++++ Supplied material
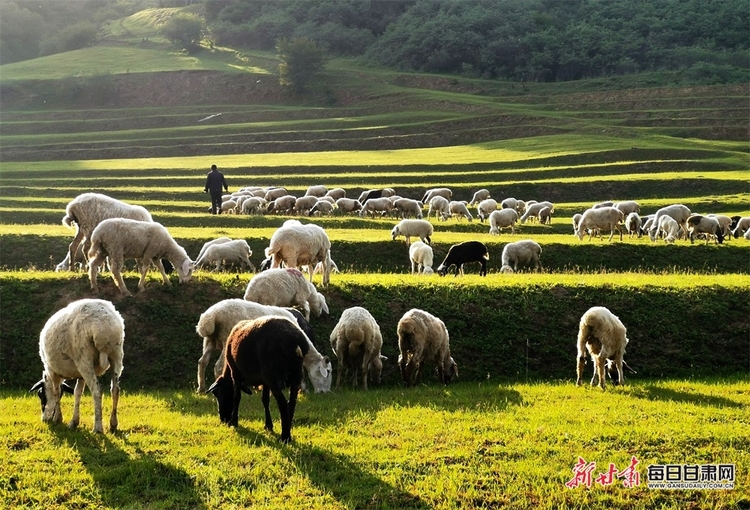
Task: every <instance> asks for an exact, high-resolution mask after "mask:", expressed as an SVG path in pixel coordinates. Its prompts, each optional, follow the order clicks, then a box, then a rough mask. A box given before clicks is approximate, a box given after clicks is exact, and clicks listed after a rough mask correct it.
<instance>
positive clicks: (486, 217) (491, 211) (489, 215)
mask: <svg viewBox="0 0 750 510" xmlns="http://www.w3.org/2000/svg"><path fill="white" fill-rule="evenodd" d="M495 210H497V201H495V200H494V199H492V198H488V199H486V200H482V201H481V202H479V205H478V206H477V216H479V221H484V220H486V219H487V218H489V217H490V214H492V211H495Z"/></svg>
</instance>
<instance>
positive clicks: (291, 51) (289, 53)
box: [276, 37, 325, 92]
mask: <svg viewBox="0 0 750 510" xmlns="http://www.w3.org/2000/svg"><path fill="white" fill-rule="evenodd" d="M276 51H277V52H278V56H279V59H280V60H281V64H279V83H280V84H281V85H282V86H285V87H290V88H291V89H293V90H295V91H296V92H301V91H303V90H305V89H306V88H307V86H308V84H309V83H310V82H311V81H312V80H313V79H314V78H315V77H316V75H317V74H318V73H319V72H320V71H322V70H323V67H324V65H325V54H324V53H323V50H321V49H320V48H319V47H318V45H317V44H315V41H313V40H312V39H308V38H307V37H296V38H292V39H280V40H279V42H278V43H277V44H276Z"/></svg>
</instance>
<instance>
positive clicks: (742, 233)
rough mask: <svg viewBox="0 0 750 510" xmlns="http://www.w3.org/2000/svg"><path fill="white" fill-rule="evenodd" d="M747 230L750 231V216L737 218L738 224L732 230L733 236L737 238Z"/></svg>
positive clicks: (746, 231) (732, 233) (749, 231)
mask: <svg viewBox="0 0 750 510" xmlns="http://www.w3.org/2000/svg"><path fill="white" fill-rule="evenodd" d="M745 232H750V216H743V217H742V218H740V219H739V220H737V226H735V227H734V230H732V236H733V237H734V238H735V239H737V238H738V237H740V236H741V235H743V234H744V233H745Z"/></svg>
++++++++
> _Work to be completed_: Leave the pictures out, and transcribe each of the records exactly.

> _Output_:
Task: every <instance> asks for an exact, high-resolution mask after "mask:", expressed as an SVG path in pixel coordinates. Its prompts, each optional, follow the order clicks, then a box, then a rough mask. A box given before clicks is approximate, a box given after clicks is exact, and clicks listed after a rough mask correct it.
<instance>
positive clicks: (486, 217) (491, 211) (489, 215)
mask: <svg viewBox="0 0 750 510" xmlns="http://www.w3.org/2000/svg"><path fill="white" fill-rule="evenodd" d="M495 210H497V201H495V200H494V199H492V198H488V199H486V200H482V201H481V202H479V205H478V206H477V216H479V221H484V220H486V219H487V218H489V217H490V214H492V211H495Z"/></svg>
</instance>
<instance>
positive clicks: (291, 51) (289, 53)
box: [276, 37, 325, 92]
mask: <svg viewBox="0 0 750 510" xmlns="http://www.w3.org/2000/svg"><path fill="white" fill-rule="evenodd" d="M276 51H277V52H278V56H279V59H280V60H281V64H279V83H280V84H281V85H282V86H285V87H290V88H291V89H293V90H295V91H296V92H301V91H303V90H305V89H306V88H307V86H308V84H309V83H310V82H311V81H312V80H313V79H314V78H315V77H316V75H317V74H318V73H319V72H320V71H322V70H323V67H324V65H325V54H324V53H323V50H321V49H320V48H319V47H318V45H317V44H315V41H313V40H312V39H308V38H307V37H296V38H292V39H280V40H279V42H278V43H277V44H276Z"/></svg>
</instance>
<instance>
positive clicks: (742, 233)
rough mask: <svg viewBox="0 0 750 510" xmlns="http://www.w3.org/2000/svg"><path fill="white" fill-rule="evenodd" d="M747 230L750 231V216L737 218L738 224L732 230L733 236L737 238Z"/></svg>
positive clicks: (746, 231) (732, 233) (749, 231)
mask: <svg viewBox="0 0 750 510" xmlns="http://www.w3.org/2000/svg"><path fill="white" fill-rule="evenodd" d="M745 232H750V216H743V217H742V218H740V219H739V220H737V226H735V227H734V230H732V236H733V237H734V238H735V239H737V238H738V237H740V236H741V235H743V234H744V233H745Z"/></svg>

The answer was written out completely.